# Required work:
Please convert all of the data below into a JSON list of strings, with one string per line and any blank lines omitted.

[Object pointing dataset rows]
· · · ·

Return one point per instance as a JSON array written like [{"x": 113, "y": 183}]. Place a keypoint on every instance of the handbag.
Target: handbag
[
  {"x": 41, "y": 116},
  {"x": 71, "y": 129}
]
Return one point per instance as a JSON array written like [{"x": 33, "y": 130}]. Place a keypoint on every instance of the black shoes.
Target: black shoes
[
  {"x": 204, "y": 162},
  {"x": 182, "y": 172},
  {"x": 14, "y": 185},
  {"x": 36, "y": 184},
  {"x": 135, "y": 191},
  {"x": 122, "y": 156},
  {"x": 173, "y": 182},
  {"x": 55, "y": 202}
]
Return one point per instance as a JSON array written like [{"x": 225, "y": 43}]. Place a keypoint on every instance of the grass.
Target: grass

· · · ·

# In response:
[
  "Return one point per instance as a JSON array written like [{\"x\": 113, \"y\": 183}]. Place a keypoint on every instance of the handbag.",
  "Target: handbag",
  "[",
  "  {\"x\": 41, \"y\": 116},",
  "  {\"x\": 71, \"y\": 129}",
  "]",
  "Return one point per instance as a JSON array written like [{\"x\": 33, \"y\": 130}]. Place a keypoint on every instance of the black shoes.",
  "Target: black shoes",
  "[",
  "  {\"x\": 204, \"y\": 162},",
  "  {\"x\": 182, \"y\": 172},",
  "  {\"x\": 14, \"y\": 185},",
  "  {\"x\": 36, \"y\": 184},",
  "  {\"x\": 135, \"y\": 191},",
  "  {\"x\": 122, \"y\": 156},",
  "  {\"x\": 173, \"y\": 182},",
  "  {\"x\": 55, \"y\": 202}",
  "]",
  "Return one point per instance as a JSON array written like [{\"x\": 225, \"y\": 43}]. Place a keypoint on every instance of the grass.",
  "Target: grass"
]